Luigina Graziosi, Elisabetta Marino and Annibale Donini
Introduction: Although gastric cancer incidence has decreased worldwide, it’ s still the fifth most frequent malignancy and the third leading cause of cancer related mortality. Many prognostic factors have been identified as indicators of gastric cancer prognosis including tumour size, depth, lymph nodes metastasis and microvascular involvement. To date the clinical significance of tumoral markers remains unclear. In our study we would like to investigate the prognostic survival significance of preoperative CEA and CA19.9.
Material and Methods: From January 2004 to September 2016, a total of 326 gastric cancer patients were analysed. Of these 260 were enrolled in the study. The two serum tumour markers CEA and CA19.9 were detected within 7 days before surgery. The normal cut off value for serum CEA was 5 ng/ml whereas for CA19.9 was 35 U/ ml. Patients were also dichotomized according to CEA and CA19.9 median value (respectively 2 ng/ml and 9 U/ml).
------------------------------
Continue the gastric cancer abstract from the point where it ends, after the sentence on the median values of CEA and CA19.9.

Saved entries
------------------------------
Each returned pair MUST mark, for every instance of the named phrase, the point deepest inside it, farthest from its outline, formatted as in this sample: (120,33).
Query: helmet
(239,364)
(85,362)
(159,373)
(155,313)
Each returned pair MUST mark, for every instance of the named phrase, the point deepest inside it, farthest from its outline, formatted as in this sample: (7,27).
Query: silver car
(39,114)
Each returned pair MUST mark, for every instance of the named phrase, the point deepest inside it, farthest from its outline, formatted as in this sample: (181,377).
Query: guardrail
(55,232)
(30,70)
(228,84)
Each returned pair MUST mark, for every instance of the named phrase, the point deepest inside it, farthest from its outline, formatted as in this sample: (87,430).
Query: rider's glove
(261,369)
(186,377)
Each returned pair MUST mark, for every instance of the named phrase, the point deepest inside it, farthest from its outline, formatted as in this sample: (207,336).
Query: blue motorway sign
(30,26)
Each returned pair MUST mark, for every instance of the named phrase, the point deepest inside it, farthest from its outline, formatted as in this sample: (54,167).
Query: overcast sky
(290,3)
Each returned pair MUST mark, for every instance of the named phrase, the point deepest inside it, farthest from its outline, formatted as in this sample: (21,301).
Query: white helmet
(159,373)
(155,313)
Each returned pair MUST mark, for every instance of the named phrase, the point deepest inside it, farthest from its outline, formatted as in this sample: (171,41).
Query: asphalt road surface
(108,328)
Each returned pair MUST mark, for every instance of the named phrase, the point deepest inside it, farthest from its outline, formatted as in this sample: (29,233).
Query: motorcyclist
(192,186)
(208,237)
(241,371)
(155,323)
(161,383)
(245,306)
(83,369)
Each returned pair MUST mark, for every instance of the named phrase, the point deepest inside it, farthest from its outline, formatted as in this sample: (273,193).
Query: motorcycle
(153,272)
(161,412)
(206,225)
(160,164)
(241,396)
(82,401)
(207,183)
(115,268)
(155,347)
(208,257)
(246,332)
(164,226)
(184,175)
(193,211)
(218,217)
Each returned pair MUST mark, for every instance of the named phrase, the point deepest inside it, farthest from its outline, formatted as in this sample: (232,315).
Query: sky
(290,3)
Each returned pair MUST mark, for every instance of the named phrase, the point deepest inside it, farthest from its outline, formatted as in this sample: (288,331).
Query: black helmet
------------------------------
## Response area
Results: Our results suggest that the optimal application of these common tumour markers could promote the clinical screening and staging of gastric cancer patients. Their evaluation is cheap and easy, allowing a routinely use to identify patients at high risk of death or post-surgical recurrences. Also, we could utilize the optimal cut-off value of CA19.9 for individualizing patients with an early stage but a very bad prognosis.
Discussion and Conclusion: We conclude that the combined assessment of CA19.9 and CEA levels could have prognostic value in gastric cancer in particular to identify patients with a poor prognosis after radical surgery, who need an aggressive follow-up and medical treatment.